(Natural language region descriptions)
%%
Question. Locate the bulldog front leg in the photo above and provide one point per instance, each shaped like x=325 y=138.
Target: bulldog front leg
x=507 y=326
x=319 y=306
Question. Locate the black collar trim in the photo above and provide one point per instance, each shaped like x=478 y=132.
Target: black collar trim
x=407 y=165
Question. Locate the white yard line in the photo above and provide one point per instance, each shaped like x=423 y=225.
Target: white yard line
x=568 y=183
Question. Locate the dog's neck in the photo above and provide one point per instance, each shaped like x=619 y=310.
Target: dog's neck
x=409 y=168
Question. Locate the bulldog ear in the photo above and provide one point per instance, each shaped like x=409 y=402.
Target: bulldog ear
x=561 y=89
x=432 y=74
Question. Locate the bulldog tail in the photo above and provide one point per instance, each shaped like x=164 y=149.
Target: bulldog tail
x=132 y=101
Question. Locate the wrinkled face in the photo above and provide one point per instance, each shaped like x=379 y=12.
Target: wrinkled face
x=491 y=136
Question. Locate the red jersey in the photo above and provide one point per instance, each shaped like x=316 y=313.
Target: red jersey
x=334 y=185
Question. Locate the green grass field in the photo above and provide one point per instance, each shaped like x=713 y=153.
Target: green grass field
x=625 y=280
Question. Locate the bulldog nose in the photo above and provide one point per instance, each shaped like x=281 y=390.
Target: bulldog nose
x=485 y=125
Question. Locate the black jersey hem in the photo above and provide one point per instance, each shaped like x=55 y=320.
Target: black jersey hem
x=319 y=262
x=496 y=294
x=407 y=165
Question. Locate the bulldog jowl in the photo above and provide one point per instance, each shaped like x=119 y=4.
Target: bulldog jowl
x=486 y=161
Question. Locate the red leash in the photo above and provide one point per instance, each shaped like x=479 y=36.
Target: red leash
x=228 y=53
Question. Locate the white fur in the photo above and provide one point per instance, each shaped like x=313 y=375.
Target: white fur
%%
** TASK BRIEF **
Retype the entries above exactly, but only from the line containing "Question. Locate the bulldog tail" through the line containing "Question. Locate the red jersey", both included.

** ANSWER AREA **
Question. Locate the bulldog tail in the photo above and provide one point per instance, each shaped like x=164 y=149.
Target: bulldog tail
x=132 y=101
Question. Locate the wrinkled face in the photo above and provide one point per instance, each shaped like x=379 y=12.
Target: wrinkled face
x=491 y=136
Question. Locate the red jersey in the photo above and provide one point per instance, each shaped like x=316 y=313.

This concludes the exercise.